TEXT SEGMENT:

C++ sizeof

[Jess]

Hello, if I have the following code that has an array of int*:

#include<iostream>
#include<string>
#include<cstring>
#include<cstddef>

using namespace std;

int main(){
int x = 1;
int y = 2;
int z = 3;

int* a[] = {&x,&y,&z};
int* c[] = {&x,&y};

cout << sizeof(a) << endl;
cout << sizeof(c) << endl;

return 0;
}

The output is 12 and 8. "sizeof" is supposed to return the number of
bytes its argument occupies according to its argument type, i.e.
without actually evaluating its argument. Since both "a" and "c" have
type "int**", why does "sizeof" return different values?

Thanks.

 

[Victor Bazarov]

Hello, if I have the following code that has an array of int*:

#include<iostream>
#include<string>
#include<cstring>
#include<cstddef>

using namespace std;

int main(){
int x = 1;
int y = 2;
int z = 3;

int* a[] = {&x,&y,&z};
int* c[] = {&x,&y};

cout << sizeof(a) << endl;
cout << sizeof(c) << endl;

return 0;
}

The output is 12 and 8. "sizeof" is supposed to return the number of
bytes its argument occupies according to its argument type, i.e.
without actually evaluating its argument. Since both "a" and "c" have
type "int**", why does "sizeof" return different values?

No, 'a' has the type 'int*[3]', and 'c' has the type 'int*[2]'. They
are _arrays_, not pointers. If your compiler supports decent typeid
information, you could output the type yourself

cout << typeid(a).name() << endl;

V

 

[Sumit Rajan]

Since both "a" and "c" have
type "int**", why does "sizeof" return different values?

Wrong assumption. Both a and c are not of type int**.

 

[dragoncoder]

Hello, if I have the following code that has an array of int*:

using namespace std;

int main(){
int x = 1;
int y = 2;
int z = 3;

int* a[] = {&x,&y,&z};
int* c[] = {&x,&y};

cout << sizeof(a) << endl;
cout << sizeof(c) << endl;

return 0;
}

The output is 12 and 8. "sizeof" is supposed to return the number of
bytes its argument occupies according to its argument type, i.e.

RECORD SET:

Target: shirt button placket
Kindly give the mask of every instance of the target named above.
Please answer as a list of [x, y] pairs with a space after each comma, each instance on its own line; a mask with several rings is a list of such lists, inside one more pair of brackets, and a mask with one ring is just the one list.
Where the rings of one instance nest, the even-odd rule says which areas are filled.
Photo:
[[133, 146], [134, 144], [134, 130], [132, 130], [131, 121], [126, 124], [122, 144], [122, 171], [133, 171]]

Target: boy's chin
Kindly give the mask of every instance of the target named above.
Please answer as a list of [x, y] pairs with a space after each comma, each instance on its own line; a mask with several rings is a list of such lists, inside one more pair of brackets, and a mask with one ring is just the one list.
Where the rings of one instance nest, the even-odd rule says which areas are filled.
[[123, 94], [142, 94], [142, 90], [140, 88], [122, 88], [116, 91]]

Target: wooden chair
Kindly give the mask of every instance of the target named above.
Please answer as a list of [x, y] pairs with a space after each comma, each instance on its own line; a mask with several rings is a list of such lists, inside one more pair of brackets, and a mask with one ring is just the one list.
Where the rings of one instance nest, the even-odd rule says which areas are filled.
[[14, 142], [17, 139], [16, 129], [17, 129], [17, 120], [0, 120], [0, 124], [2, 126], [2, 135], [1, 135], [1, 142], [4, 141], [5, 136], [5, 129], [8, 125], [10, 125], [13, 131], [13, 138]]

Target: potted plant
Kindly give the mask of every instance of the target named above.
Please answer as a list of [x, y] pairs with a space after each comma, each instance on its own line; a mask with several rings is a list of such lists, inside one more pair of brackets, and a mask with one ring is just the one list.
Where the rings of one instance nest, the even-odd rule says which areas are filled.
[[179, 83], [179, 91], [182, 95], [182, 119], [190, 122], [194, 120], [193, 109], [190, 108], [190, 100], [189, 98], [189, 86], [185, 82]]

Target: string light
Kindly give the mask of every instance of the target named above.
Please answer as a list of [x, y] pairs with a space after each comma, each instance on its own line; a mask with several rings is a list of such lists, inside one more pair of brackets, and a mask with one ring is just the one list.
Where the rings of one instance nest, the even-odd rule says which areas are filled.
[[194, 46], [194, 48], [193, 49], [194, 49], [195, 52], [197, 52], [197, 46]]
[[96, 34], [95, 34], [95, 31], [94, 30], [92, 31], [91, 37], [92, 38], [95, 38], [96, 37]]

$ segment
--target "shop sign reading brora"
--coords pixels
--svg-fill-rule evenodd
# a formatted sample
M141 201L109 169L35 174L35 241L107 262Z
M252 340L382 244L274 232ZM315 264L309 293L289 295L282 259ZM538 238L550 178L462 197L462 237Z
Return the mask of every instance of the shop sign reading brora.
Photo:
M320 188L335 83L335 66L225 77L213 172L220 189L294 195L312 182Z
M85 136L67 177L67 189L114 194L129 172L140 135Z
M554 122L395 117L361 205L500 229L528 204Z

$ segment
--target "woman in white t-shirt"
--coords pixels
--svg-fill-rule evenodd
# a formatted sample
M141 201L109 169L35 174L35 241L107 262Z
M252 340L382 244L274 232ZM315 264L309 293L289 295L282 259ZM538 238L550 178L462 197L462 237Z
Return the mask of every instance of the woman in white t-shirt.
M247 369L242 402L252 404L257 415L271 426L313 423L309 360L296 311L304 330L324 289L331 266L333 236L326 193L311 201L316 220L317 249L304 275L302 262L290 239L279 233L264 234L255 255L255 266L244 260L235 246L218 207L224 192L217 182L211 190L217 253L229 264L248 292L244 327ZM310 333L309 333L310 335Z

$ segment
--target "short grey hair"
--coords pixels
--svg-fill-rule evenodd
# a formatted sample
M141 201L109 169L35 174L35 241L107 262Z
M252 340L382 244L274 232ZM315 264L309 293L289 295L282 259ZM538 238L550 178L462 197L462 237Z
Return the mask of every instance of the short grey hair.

WHAT YOU WILL DO:
**a.** In the C++ sizeof thread, what type does Victor Bazarov say the variable 'a' has?
**b.** Please write the next portion of the C++ sizeof thread, picking up right after its last line.

OUTPUTS BY TASK:
**a.** 'int*[3]'

**b.**
without actually evaluating its argument. Since both "a" and "c" have
type "int**", why does "sizeof" return different values?

No, 'a' has the type 'int*[3]', and 'c' has the type 'int*[2]'. They
are _arrays_, not pointers. If your compiler supports decent typeid
information, you could output the type yourself

I thought sizeof when applied to an array gives the number of elements
in the array. Shouldn't the output be 3 and 2 ?

 

[Victor Bazarov]

Hello, if I have the following code that has an array of int*:

using namespace std;

int main(){
int x = 1;
int y = 2;
int z = 3;

int* a[] = {&x,&y,&z};
int* c[] = {&x,&y};

cout << sizeof(a) << endl;
cout << sizeof(c) << endl;

return 0;
}

The output is 12 and 8. "sizeof" is supposed to return the number of
bytes its argument occupies according to its argument type, i.e.
without actually evaluating its argument. Since both "a" and "c"
have type "int**", why does "sizeof" return different values?

No, 'a' has the type 'int*[3]', and 'c' has the type 'int*[2]'. They
are _arrays_, not pointers. If your compiler supports decent typeid
information, you could output the type yourself

I thought sizeof when applied to an array gives the number of elements
in the array.

Why would you think that?

Shouldn't the output be 3 and 2 ?

Yes, but only if sizeof(int) == 1.

V

 

[Owen Ransen]

I thought sizeof when applied to an array gives the number of elements
in the array. Shouldn't the output be 3 and 2 ?

sizeof, in general, gives the size of the object in bytes.

It is useful for when you do memset or memcmp or memcpy
which requires sizes in bytes...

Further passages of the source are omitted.